**What you are asked to do:** Below is a listing to write out in full, exactly as given, without its pictures.
START Given entries
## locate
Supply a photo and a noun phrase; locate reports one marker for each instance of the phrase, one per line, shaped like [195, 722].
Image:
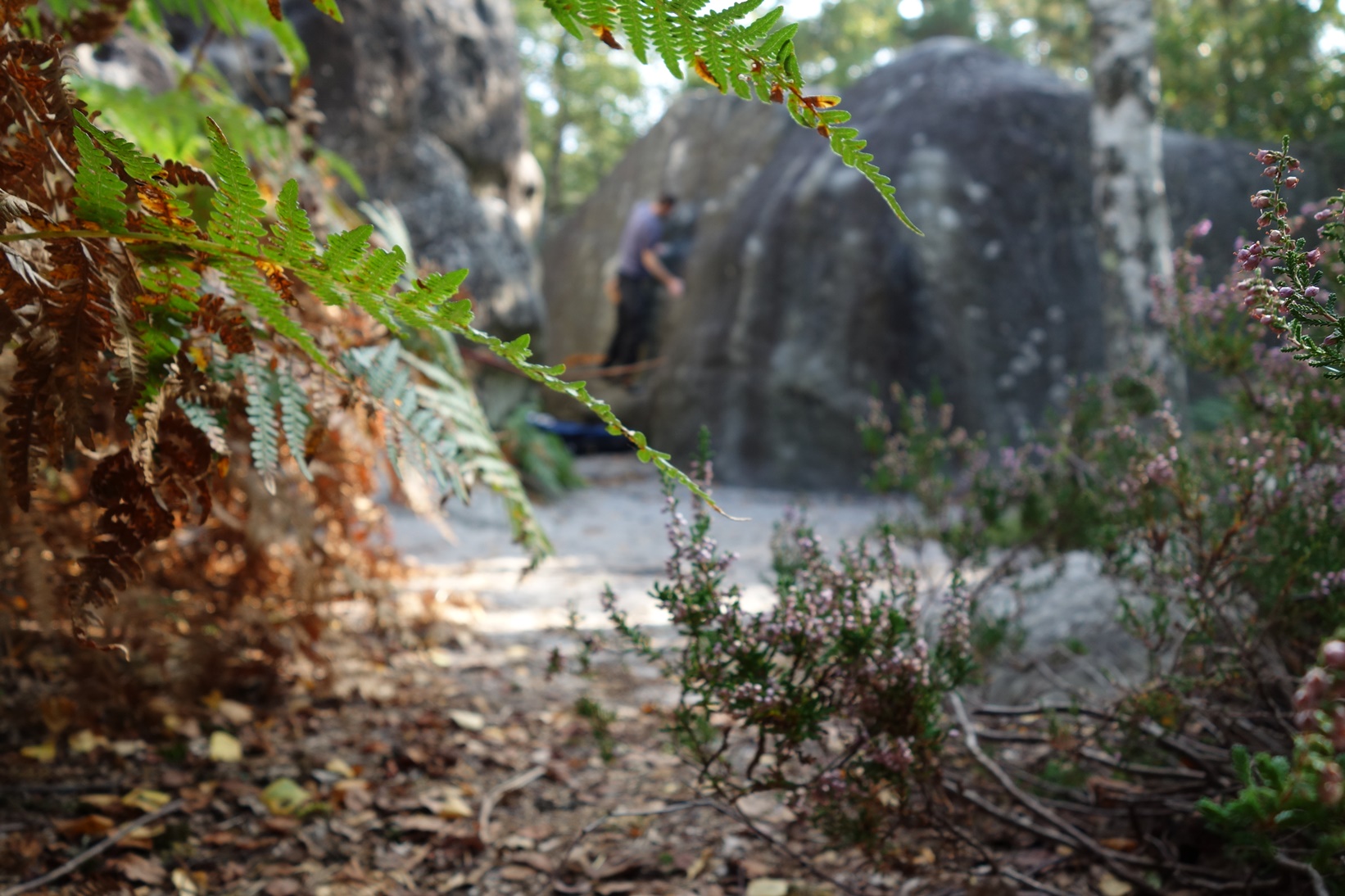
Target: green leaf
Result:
[98, 192]
[1242, 764]
[330, 8]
END Given entries
**Solved exercise:**
## locate
Supply a photo and a noun phrase; locate reports one marker for each instance of the phrase, one per line, shaped like [195, 722].
Image:
Target: green leaf
Result:
[98, 192]
[1242, 764]
[330, 8]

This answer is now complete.